== Description of the task ==
The complete set of records below must be repeated precisely as given.

== Source data ==
++++++
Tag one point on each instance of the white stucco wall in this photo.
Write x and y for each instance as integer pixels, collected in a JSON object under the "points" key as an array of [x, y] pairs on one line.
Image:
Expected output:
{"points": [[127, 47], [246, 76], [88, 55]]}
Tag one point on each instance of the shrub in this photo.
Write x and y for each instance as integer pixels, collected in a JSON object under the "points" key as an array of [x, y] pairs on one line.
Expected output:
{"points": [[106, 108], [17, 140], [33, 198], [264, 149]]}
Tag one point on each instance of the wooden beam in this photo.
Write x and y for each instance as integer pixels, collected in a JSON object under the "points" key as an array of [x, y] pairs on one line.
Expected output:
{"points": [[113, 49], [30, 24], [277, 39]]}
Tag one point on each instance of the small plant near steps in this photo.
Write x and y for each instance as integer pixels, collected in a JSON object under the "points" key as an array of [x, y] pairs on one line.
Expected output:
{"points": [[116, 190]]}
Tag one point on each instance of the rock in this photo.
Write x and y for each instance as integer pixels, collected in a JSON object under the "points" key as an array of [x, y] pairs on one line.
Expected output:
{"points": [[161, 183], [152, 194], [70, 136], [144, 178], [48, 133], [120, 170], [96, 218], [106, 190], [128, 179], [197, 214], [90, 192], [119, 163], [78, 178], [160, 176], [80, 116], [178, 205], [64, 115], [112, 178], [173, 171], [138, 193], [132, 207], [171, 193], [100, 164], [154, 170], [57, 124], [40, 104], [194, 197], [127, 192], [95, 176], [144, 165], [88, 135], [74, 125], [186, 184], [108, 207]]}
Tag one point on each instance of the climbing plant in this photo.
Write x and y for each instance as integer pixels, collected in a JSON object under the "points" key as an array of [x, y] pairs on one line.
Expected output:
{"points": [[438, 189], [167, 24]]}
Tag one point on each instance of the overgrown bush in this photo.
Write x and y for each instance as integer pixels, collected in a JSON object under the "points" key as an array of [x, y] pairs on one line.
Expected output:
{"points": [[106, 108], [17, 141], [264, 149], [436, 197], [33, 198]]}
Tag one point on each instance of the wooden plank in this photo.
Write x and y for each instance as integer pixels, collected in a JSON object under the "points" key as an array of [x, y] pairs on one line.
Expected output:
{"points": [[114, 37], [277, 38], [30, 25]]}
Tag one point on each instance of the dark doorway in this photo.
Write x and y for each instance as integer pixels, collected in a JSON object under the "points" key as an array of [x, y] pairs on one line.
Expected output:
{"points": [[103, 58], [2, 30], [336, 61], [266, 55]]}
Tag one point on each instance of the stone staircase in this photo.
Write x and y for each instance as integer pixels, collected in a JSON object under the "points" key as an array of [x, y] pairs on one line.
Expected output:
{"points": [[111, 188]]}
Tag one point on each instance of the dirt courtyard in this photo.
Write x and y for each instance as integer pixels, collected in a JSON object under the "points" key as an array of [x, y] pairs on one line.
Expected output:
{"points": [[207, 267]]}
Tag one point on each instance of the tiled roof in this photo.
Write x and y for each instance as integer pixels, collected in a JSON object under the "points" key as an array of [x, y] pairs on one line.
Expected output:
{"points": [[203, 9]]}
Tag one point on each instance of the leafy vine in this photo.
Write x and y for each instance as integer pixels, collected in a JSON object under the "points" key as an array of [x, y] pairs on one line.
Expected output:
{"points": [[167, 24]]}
++++++
== Answer section ==
Tag one point on each instance of the white stucco wall in this photo.
Write x and y for each instance as integer pixels, collected in a JSON object under the "points" key as an array of [x, y] pairs on one line.
Image:
Expected output:
{"points": [[127, 47], [246, 76], [88, 55]]}
Tag one point on each instance of the shrub in this photo.
Write x and y for each instance as integer pixels, collected in a JSON object under the "points" key as an array of [x, y] pairs on one line.
Expected output:
{"points": [[106, 108], [17, 140], [33, 198], [264, 149]]}
Tag one point on each instance of the wooden beam in this photo.
Write x and y for each instance as integer pixels, collected in a JSON object under the "points" key as an array of [x, y] pairs on one line.
Expected output:
{"points": [[113, 49], [30, 24], [277, 39]]}
Tag one point on each instance of the small plant near steps in this photo.
Write x and y for each instance as integer pixels, collected in a JSON object under the "points" key as an array of [x, y] pairs on one line.
Expected output:
{"points": [[116, 190]]}
Tag one point on each instance of the rock in this photo.
Write x and y for each instance as integer pixels, collected in a JSON object under the "points" key as an array of [x, y] pairs on one line.
Expected output:
{"points": [[161, 183], [152, 194], [70, 136], [144, 178], [48, 133], [120, 170], [96, 218], [106, 190], [128, 179], [197, 214], [90, 192], [119, 163], [78, 178], [160, 176], [80, 116], [178, 205], [64, 115], [112, 178], [173, 171], [138, 193], [132, 207], [171, 193], [100, 164], [154, 170], [57, 124], [40, 104], [194, 197], [127, 192], [95, 176], [144, 165], [88, 135], [74, 125], [186, 184], [108, 207]]}
Tag one point on each instance of the climbing plant in this photo.
Write x and y for each instance as integer pixels, collected in a JSON object under the "points" key as an array of [x, y] pairs on one line.
Expected output:
{"points": [[438, 189], [167, 24]]}
Tag one point on each instance of the overgrown bush in this photo.
Write x and y for each instance as integer pixels, collected in a JSON object under the "points" key as an array of [x, y] pairs on one line.
Expected output:
{"points": [[106, 108], [17, 141], [264, 149], [436, 197], [33, 198]]}
Tag one point on each instance of the wooden plank in this photo.
Write x and y for each instance as integer pixels, collected in a JSON object under the "points" key as an array of [x, y] pairs on one line.
Expected output:
{"points": [[114, 37], [277, 38], [30, 25]]}
Tag one point on each instance of the dark doorway in this photo.
Write x and y for each instance as integer pixels, collected in a JSON object under the "points" key as an array of [x, y] pairs on one line.
Expected output:
{"points": [[103, 58], [2, 30], [336, 61], [266, 55]]}
Tag one point on each instance of the stone staircase in this photo.
Write x and y for each instance as integer pixels, collected in a JSON object under the "points" key as an array of [x, y] pairs on one line.
Expected output:
{"points": [[111, 188]]}
Tag one point on each instance of the dirt courtyard in this photo.
Write x and y for each instance as integer pixels, collected in a JSON object under the "points" key as an array of [x, y] pairs on one line.
Expected output:
{"points": [[207, 267]]}
Tag one point on each instance of the tiled roof in this photo.
Write x and y for each instance as integer pixels, collected in a JSON object under the "points" key as an array of [x, y] pairs on one line.
Expected output:
{"points": [[203, 9]]}
Tag one point on each instance of the leafy vine in this photo.
Write x and y for each instance as integer pixels, collected in a JSON object under the "points" key as an array of [x, y] pairs on one line.
Expected output:
{"points": [[167, 24]]}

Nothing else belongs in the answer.